*Exercise objective*: Below are the entries; output exactly the lines from the one containing "For the mapping pass, tag each instance of the red painted" through the final line, inclusive.

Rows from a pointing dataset
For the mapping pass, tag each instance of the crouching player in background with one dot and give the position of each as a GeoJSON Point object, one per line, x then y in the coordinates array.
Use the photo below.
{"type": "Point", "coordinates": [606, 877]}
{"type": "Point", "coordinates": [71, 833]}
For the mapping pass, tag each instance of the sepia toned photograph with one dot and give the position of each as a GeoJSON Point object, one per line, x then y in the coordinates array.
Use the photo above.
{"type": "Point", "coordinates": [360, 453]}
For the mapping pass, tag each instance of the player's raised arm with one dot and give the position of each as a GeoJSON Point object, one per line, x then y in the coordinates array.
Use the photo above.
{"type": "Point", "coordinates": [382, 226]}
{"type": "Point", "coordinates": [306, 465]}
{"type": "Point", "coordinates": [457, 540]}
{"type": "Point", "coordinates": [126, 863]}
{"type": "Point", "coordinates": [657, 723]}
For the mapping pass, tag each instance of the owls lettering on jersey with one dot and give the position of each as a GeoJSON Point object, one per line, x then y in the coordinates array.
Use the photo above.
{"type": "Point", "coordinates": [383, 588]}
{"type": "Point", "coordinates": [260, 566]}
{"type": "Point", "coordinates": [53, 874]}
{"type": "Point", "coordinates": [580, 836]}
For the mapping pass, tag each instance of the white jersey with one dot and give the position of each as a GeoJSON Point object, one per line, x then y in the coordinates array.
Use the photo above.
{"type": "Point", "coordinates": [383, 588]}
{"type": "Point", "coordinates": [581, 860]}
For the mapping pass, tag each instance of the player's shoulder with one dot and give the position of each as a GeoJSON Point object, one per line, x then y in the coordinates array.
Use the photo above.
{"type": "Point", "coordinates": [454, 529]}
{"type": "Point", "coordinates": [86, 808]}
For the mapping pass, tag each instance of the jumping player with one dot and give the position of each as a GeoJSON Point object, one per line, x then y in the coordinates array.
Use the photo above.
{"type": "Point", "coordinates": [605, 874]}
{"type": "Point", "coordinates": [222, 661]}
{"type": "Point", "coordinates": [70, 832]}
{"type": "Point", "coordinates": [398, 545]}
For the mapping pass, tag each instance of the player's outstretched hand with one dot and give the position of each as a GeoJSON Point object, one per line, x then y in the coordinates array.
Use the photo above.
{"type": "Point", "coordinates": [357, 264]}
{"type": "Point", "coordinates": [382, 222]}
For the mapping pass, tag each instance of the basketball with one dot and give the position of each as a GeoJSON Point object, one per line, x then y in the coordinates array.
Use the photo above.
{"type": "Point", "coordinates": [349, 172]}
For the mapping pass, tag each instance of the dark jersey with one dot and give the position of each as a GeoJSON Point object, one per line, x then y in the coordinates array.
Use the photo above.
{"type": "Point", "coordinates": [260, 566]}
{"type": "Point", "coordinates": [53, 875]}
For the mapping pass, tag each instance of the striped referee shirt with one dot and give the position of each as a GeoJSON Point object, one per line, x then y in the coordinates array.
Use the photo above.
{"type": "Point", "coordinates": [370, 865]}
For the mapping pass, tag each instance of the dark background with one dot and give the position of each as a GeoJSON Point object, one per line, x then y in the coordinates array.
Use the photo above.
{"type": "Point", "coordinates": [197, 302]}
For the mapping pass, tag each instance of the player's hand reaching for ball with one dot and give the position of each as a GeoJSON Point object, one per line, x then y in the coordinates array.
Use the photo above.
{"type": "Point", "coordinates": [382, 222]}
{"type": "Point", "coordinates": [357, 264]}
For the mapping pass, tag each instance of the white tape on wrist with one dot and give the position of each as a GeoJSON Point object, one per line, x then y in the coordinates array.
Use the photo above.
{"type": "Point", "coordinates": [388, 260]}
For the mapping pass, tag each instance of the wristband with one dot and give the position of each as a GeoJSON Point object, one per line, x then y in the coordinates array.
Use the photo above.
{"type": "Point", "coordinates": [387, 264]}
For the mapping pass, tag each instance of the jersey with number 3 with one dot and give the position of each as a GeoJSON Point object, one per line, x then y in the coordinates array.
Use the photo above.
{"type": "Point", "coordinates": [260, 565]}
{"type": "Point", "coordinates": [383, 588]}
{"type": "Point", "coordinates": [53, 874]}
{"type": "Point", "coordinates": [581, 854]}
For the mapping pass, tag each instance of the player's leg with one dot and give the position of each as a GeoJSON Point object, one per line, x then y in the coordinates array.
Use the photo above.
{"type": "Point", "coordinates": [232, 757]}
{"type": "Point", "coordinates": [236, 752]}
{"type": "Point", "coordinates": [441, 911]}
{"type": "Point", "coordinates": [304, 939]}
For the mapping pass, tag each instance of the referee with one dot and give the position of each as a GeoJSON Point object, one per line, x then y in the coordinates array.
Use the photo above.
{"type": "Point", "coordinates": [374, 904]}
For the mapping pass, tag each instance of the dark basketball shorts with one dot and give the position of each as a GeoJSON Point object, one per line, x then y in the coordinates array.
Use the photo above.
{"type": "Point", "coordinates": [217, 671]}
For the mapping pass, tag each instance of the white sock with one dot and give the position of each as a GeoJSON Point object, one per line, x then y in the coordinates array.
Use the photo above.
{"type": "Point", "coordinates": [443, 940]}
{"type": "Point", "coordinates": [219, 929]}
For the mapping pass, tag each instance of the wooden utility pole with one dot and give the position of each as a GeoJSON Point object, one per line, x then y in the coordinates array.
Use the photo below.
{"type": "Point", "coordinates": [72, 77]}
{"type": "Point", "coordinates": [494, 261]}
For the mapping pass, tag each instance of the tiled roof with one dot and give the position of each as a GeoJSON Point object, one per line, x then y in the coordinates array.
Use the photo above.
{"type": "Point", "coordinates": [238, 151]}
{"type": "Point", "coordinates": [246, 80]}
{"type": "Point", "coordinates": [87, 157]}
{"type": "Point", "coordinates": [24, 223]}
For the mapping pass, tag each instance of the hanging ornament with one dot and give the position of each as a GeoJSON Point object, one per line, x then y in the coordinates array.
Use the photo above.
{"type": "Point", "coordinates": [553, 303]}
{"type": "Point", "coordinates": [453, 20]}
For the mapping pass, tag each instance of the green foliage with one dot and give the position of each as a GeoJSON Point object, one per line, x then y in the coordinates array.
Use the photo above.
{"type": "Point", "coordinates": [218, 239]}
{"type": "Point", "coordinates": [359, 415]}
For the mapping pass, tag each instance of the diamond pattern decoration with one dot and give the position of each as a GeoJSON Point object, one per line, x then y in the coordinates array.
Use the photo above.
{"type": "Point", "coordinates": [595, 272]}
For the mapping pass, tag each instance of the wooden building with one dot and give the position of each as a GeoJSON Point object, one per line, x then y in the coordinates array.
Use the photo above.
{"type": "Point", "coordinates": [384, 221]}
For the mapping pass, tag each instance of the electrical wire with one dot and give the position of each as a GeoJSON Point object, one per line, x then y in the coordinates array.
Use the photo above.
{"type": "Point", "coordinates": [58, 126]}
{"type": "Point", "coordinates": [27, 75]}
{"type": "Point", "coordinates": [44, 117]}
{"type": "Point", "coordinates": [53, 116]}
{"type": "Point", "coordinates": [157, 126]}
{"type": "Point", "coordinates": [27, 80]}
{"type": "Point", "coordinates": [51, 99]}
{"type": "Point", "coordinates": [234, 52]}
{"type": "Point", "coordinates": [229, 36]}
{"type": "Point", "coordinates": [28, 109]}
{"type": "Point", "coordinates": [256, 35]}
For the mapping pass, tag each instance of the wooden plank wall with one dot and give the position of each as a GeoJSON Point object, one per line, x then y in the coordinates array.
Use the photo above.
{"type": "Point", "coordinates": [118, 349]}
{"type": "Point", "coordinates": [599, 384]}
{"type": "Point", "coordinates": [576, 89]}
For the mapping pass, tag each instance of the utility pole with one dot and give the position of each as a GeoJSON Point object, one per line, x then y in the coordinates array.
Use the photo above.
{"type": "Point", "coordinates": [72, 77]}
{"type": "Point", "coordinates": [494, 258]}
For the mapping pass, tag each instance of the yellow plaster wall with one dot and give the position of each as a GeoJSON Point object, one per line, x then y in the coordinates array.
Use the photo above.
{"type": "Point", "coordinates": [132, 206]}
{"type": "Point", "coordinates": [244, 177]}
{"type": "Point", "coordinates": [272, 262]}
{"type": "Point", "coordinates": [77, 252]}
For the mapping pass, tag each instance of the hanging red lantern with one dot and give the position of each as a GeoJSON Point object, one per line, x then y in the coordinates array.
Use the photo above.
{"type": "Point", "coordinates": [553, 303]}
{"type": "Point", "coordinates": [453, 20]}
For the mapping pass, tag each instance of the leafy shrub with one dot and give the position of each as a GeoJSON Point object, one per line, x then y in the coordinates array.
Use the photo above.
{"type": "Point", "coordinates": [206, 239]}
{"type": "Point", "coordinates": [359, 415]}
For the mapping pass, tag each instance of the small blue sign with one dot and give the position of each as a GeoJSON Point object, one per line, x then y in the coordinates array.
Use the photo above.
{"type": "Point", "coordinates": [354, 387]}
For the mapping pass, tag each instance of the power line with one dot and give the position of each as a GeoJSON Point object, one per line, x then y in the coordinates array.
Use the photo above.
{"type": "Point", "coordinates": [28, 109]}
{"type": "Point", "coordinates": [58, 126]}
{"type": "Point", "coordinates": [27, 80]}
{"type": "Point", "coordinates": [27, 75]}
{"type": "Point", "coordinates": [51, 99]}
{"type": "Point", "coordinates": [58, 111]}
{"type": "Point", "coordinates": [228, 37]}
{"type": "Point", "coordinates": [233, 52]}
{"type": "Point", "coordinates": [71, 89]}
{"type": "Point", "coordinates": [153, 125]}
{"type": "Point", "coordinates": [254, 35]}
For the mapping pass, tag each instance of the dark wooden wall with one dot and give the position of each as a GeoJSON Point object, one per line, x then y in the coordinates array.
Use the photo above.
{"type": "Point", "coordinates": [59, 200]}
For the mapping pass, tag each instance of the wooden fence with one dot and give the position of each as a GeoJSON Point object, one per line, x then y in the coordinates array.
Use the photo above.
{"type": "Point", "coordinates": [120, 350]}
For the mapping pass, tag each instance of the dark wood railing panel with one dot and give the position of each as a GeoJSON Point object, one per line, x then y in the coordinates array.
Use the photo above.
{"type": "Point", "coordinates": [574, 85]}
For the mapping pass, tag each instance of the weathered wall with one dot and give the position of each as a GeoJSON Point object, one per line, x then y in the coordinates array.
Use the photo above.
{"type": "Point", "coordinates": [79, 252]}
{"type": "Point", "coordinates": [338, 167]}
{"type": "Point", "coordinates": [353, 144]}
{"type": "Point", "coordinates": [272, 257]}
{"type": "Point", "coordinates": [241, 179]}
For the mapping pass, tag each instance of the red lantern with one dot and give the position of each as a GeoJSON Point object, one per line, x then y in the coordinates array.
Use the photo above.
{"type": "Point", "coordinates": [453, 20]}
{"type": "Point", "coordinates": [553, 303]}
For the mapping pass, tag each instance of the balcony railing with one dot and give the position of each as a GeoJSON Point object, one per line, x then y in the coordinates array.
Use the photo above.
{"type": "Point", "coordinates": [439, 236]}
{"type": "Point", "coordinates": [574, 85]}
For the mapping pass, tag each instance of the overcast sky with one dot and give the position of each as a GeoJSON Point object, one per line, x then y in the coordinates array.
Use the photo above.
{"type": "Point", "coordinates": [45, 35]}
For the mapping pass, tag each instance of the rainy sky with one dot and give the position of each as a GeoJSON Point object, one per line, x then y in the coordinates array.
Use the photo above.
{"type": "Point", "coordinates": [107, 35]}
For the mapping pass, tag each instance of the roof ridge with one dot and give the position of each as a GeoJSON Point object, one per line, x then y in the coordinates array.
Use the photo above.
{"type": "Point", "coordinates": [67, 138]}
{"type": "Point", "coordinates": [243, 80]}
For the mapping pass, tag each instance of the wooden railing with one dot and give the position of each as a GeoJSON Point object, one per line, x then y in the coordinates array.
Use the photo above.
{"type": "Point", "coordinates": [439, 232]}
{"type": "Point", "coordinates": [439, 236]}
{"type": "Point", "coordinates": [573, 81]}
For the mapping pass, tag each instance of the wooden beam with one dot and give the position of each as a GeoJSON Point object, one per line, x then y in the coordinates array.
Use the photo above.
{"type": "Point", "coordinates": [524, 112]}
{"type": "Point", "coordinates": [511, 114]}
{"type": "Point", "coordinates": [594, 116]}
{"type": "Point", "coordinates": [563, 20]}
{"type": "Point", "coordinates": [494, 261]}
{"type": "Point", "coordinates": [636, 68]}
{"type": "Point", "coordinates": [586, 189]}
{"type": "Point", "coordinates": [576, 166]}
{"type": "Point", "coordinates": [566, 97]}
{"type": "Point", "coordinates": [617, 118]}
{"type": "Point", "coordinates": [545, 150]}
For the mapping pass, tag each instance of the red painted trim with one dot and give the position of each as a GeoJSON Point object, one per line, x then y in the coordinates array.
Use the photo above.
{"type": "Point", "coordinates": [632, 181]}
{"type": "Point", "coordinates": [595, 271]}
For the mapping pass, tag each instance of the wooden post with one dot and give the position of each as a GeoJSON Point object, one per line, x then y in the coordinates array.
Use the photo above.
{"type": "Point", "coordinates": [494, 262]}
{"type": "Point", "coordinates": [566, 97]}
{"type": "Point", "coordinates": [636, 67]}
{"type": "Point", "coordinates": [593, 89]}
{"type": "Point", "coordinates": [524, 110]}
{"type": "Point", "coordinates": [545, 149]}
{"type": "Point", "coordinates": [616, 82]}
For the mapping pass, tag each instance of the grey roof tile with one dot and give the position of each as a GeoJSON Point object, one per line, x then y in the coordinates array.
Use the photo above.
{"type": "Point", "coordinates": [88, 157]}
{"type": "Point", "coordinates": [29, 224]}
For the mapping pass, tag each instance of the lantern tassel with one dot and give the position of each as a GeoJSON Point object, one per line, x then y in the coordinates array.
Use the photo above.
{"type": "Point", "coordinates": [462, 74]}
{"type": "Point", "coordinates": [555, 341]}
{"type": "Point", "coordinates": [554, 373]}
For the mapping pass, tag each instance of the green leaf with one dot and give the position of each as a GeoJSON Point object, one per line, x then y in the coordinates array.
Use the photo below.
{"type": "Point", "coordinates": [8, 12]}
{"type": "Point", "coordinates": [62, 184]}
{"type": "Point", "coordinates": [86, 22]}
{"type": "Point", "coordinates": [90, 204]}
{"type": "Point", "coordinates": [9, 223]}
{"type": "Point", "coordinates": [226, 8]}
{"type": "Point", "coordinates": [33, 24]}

*Complete answer*:
For the mapping pass, tag each instance of the red painted trim with one dot and give the position of each as a GeoJSON Point object, one per line, x then y in the coordinates array.
Use the photo above.
{"type": "Point", "coordinates": [632, 181]}
{"type": "Point", "coordinates": [595, 271]}
For the mapping pass, tag each instance of the wooden post with one dot and give the position of each as a GeoJSON Point object, one per line, x then y in the coordinates array.
Use the photo above.
{"type": "Point", "coordinates": [494, 262]}
{"type": "Point", "coordinates": [566, 97]}
{"type": "Point", "coordinates": [636, 67]}
{"type": "Point", "coordinates": [593, 89]}
{"type": "Point", "coordinates": [524, 110]}
{"type": "Point", "coordinates": [545, 149]}
{"type": "Point", "coordinates": [616, 82]}
For the mapping pass, tag each instance of the grey roof tile with one dot and give the position of each as a GeoJSON Point object, one per line, x then y in the coordinates array.
Use the photo above.
{"type": "Point", "coordinates": [88, 157]}
{"type": "Point", "coordinates": [29, 224]}
For the mapping pass, tag each instance of the lantern tassel with one dot and give the position of each as a GeoJSON Point object, one per line, x then y in the coordinates array.
Use the photo above.
{"type": "Point", "coordinates": [462, 74]}
{"type": "Point", "coordinates": [555, 341]}
{"type": "Point", "coordinates": [554, 373]}
For the mapping pass, tag each instance of the green leaf with one dot and give the position of each as a GeoJSON Point object, one per line, x then y in the coordinates array.
Use the photo below.
{"type": "Point", "coordinates": [8, 12]}
{"type": "Point", "coordinates": [62, 184]}
{"type": "Point", "coordinates": [86, 22]}
{"type": "Point", "coordinates": [90, 204]}
{"type": "Point", "coordinates": [9, 223]}
{"type": "Point", "coordinates": [226, 8]}
{"type": "Point", "coordinates": [33, 24]}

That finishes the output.